-- Recorded information follows --

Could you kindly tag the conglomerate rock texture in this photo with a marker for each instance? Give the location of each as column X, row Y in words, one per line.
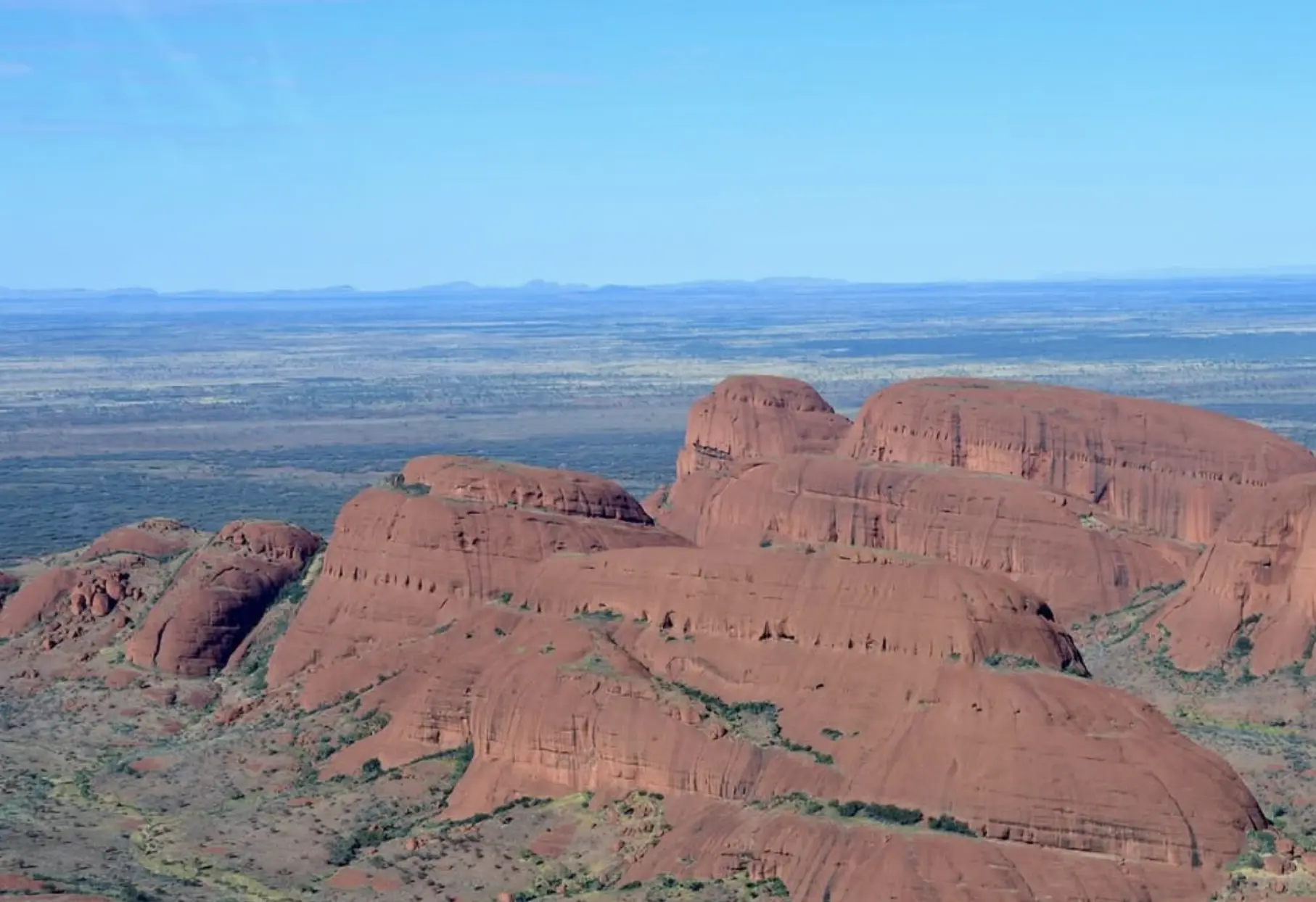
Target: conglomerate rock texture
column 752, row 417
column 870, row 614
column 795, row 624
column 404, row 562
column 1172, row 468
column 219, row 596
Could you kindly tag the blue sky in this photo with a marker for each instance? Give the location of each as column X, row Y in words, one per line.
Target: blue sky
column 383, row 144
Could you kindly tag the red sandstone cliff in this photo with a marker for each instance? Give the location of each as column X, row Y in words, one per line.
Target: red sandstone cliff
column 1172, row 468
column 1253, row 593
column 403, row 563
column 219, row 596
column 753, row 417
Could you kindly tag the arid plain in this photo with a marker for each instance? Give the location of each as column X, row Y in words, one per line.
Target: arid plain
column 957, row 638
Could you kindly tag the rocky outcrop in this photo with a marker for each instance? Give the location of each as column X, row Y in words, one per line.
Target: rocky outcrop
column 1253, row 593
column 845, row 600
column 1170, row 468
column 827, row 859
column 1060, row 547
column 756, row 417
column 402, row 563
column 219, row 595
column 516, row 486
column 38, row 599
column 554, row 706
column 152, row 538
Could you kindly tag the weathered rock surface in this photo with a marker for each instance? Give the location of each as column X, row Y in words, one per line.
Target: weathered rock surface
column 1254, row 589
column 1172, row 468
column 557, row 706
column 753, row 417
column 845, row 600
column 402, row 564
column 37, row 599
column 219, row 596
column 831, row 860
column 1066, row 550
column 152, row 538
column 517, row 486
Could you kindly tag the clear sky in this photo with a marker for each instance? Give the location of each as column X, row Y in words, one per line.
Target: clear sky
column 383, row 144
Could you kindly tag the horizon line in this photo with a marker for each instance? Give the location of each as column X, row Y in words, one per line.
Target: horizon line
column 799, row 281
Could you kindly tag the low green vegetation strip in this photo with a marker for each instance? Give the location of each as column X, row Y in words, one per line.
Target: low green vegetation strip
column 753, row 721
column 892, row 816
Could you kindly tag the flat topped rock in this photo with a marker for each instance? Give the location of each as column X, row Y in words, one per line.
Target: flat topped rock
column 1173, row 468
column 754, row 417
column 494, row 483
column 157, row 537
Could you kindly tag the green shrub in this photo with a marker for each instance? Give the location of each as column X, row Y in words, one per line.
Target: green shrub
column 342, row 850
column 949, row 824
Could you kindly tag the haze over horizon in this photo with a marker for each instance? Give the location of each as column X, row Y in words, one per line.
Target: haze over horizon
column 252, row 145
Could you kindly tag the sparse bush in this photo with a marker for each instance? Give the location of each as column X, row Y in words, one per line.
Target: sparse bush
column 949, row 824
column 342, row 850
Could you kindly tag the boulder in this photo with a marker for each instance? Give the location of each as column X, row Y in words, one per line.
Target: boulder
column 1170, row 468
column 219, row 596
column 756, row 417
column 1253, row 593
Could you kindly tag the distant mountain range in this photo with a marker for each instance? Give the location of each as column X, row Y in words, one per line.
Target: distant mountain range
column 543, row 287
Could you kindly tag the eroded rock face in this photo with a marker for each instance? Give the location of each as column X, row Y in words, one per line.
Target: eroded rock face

-- Recorded information concluded --

### The task:
Of the entries listed above, reproduce only the lines starting at the line containing "Target: conglomerate rock texture" and ending at the line containing "Could you kindly tag the weathered". Include both, exactly as they stand.

### Answer to this task:
Target: conglomerate rock texture
column 752, row 417
column 870, row 614
column 795, row 624
column 404, row 562
column 1172, row 468
column 219, row 596
Could you kindly tag the blue sky in this photo with a marker for each instance? Give the location of each as column X, row Y in words, one per line.
Target: blue sky
column 383, row 144
Could you kindly tag the red sandstone cliff in this photo with a marker for each instance? Give the location of each as column X, row Y in words, one per line.
Target: red sandstone cliff
column 1172, row 468
column 1253, row 593
column 403, row 563
column 219, row 596
column 753, row 417
Could you kindly tag the arid plain in this photo with a marker for each instance? Give the location of each as column X, row Y in words, one per line.
Target: arid plain
column 957, row 638
Could you kindly tag the rocky outcrop in this photo with a marker for each instance? Give the location of each as column X, row Y in words, one per line.
Target: rocky outcrop
column 1253, row 593
column 845, row 600
column 1170, row 468
column 827, row 859
column 1060, row 547
column 756, row 417
column 402, row 563
column 219, row 595
column 516, row 486
column 38, row 599
column 554, row 706
column 152, row 538
Could you kindly tag the weathered rock surface in this photo with a marker for each instance? Give the location of each as column X, row Y in words, one per line.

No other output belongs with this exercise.